**SUPPLIED TEXT**
In his book The Passion Paradox that he co-wrote with Outside contributing editor Brad Stulberg, Steve Magness shared a rule he had for his runners while coaching track at the University of Houston: “After a competition, the athlete has twenty-four hours to celebrate or ruminate about his performance. After two days, however, it’s back to the grind, putting in the work required to get better. After a poor performance, getting back to work silences the voice in his head. After a triumphant performance, getting back to work prevents complacency from laying down even a single root.”
One way to minimize the negative effects of adversity and keep up the momentum you’d built before calamity struck is to come up with consistent daily routines and habits. These will enable you to build in time for the two-part process Magness and Stulberg recommended: honest reflection on yourself and your circumstances, followed by a swift return to the fray. Even if you’re unable to solve a pressing problem right away, you can at least decide to make progress in other areas. If the issue impacts the rest of your team, simply showing up and putting forth your best effort will send a message that there’s a calm hand at the wheel and that there’s no reason for anyone to panic.
- Remind Yourself of the Upside
When one problem strikes your solo venture or small business, it’s all too easy to go looking for more. And much like a mechanic poking around in your car’s engine if you report a weird rattling noise, you’ll likely find something. Soon this fault-finding can snowball until you become buried in an avalanche of negativity, gloominess, and self-doubt. In his book The Soul of an Entrepreneur, veteran reporter David Sax states a harsh but very real truth: “Working for myself has always been immensely difficult. It vacillates between the dread of not having enough work and the stress of having too much. Entrepreneurship is a daily experience of going to war with my ego, where I dive into an idea with the upmost optimism in the morning (‘This is a brilliant idea!’), only to wrap myself in a blanket of self-hatred by the afternoon (‘You are a fraud’).”

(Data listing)

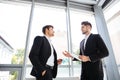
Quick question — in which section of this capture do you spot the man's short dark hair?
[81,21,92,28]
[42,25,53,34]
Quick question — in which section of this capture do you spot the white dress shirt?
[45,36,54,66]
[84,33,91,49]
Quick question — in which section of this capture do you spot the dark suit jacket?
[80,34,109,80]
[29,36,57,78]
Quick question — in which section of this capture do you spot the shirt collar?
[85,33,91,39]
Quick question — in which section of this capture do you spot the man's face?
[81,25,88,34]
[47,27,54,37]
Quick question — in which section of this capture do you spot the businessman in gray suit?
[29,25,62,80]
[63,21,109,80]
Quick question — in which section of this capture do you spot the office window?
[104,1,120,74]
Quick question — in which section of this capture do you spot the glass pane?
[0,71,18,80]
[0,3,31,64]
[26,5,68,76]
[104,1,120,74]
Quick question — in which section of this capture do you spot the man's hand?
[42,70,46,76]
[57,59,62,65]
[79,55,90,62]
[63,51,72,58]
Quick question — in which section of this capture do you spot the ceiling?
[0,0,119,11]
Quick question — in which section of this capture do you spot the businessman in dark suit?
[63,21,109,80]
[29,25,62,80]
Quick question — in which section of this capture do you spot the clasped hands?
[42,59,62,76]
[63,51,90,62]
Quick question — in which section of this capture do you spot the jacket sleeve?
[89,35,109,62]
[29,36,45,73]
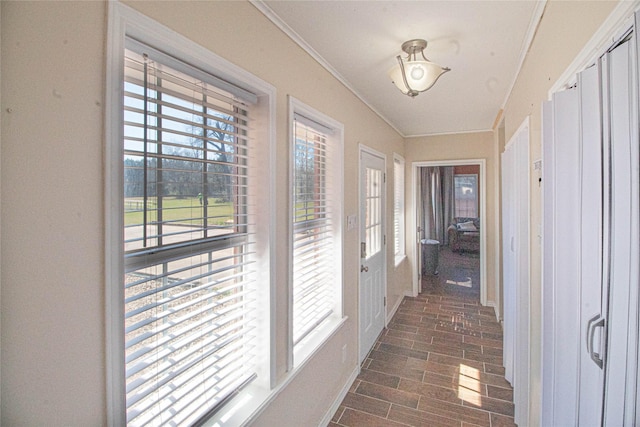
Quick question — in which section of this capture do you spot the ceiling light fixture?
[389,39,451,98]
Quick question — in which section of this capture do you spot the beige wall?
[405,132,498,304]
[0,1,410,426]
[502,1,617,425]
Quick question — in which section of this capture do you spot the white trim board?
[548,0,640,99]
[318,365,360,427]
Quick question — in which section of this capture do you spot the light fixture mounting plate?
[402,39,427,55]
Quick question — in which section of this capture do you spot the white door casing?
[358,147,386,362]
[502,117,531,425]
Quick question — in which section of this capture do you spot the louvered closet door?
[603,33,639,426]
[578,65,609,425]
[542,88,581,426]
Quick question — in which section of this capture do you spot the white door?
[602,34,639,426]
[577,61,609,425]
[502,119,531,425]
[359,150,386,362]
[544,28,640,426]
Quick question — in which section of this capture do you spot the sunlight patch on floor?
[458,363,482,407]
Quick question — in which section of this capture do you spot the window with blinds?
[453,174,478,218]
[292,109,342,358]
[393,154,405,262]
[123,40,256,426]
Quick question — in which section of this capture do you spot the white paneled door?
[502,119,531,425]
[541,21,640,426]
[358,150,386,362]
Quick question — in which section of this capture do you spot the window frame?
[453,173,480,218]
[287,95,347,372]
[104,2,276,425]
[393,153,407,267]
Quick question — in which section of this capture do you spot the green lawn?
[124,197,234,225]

==

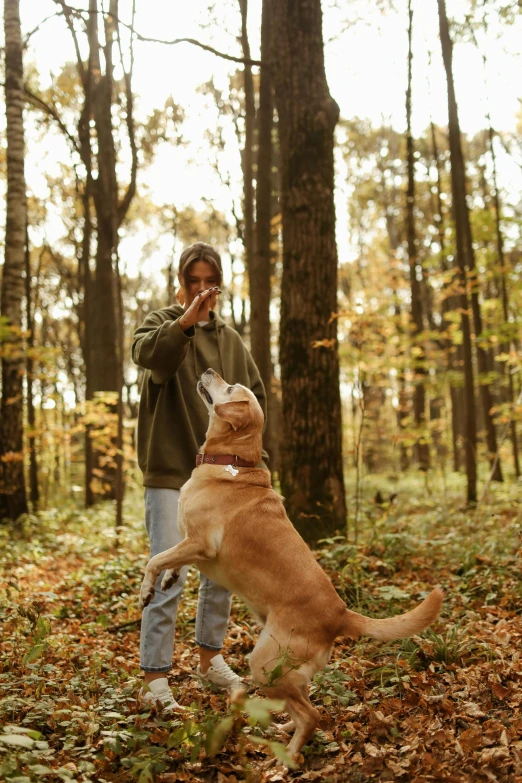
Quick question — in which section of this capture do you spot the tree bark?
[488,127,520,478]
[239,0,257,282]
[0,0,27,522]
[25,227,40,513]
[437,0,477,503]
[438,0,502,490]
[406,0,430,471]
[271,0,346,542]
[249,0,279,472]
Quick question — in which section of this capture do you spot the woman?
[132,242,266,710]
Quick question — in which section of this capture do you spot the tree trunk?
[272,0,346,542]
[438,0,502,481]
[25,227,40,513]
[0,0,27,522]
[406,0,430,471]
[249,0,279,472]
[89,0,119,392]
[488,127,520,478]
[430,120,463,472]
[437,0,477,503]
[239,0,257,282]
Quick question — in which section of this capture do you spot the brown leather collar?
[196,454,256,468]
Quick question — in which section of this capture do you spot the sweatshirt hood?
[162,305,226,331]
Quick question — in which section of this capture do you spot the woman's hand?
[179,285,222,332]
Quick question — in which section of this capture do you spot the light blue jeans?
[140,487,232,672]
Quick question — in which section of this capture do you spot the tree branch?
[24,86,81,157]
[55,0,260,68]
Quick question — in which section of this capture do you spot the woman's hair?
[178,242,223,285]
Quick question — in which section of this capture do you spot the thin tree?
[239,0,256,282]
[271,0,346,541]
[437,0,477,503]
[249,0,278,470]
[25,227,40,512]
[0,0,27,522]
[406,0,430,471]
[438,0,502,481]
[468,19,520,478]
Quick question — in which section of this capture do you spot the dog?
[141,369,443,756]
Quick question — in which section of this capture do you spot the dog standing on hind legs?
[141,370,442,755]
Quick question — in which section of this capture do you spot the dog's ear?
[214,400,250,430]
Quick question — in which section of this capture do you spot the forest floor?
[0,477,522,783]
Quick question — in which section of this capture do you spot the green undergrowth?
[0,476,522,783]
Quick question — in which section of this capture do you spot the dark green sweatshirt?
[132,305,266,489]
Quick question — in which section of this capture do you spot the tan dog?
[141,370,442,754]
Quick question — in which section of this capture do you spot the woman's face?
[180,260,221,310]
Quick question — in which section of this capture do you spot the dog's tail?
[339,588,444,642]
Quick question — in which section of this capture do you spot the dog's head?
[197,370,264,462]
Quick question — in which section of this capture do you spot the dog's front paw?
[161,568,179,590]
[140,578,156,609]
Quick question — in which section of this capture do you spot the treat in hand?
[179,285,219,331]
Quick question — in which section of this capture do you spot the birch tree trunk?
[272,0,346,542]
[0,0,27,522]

---

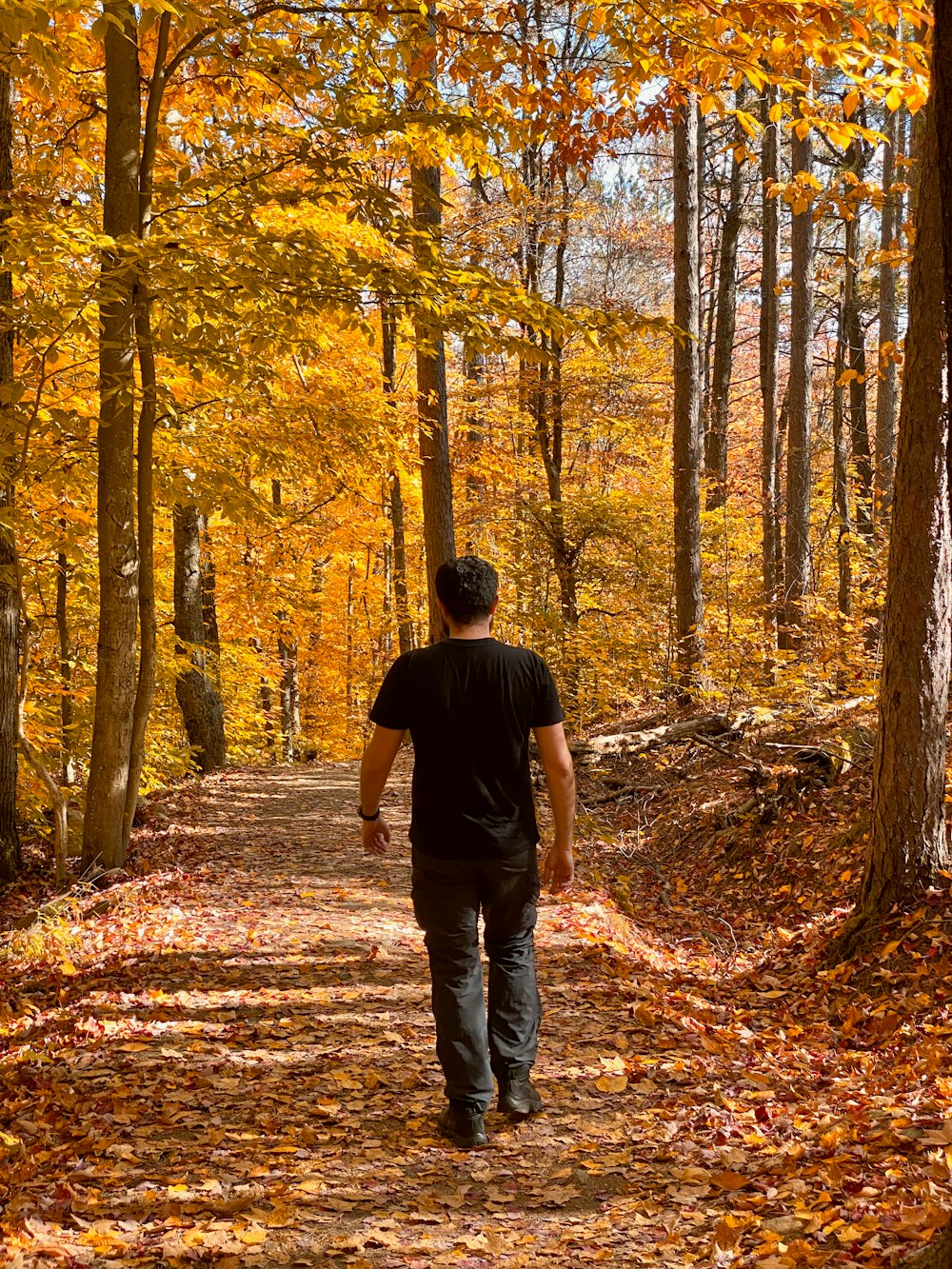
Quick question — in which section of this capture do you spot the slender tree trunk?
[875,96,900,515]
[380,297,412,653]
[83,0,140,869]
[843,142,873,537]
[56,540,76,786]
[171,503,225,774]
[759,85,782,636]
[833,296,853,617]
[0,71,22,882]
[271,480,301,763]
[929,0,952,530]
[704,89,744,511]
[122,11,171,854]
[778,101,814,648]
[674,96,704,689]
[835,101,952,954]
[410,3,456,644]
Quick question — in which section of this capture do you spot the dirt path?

**PARTS OF THE EXERCISE**
A. Print the portion of the passage on handling setbacks that opens with the words containing "One way to minimize" and closes with "anyone to panic.".
B. Name every person mentioned in the passage on handling setbacks.

**ANSWERS FOR THE TASKS**
A.
One way to minimize the negative effects of adversity and keep up the momentum you’d built before calamity struck is to come up with consistent daily routines and habits. These will enable you to build in time for the two-part process Magness and Stulberg recommended: honest reflection on yourself and your circumstances, followed by a swift return to the fray. Even if you’re unable to solve a pressing problem right away, you can at least decide to make progress in other areas. If the issue impacts the rest of your team, simply showing up and putting forth your best effort will send a message that there’s a calm hand at the wheel and that there’s no reason for anyone to panic.

B. Steve Magness, Brad Stulberg, David Sax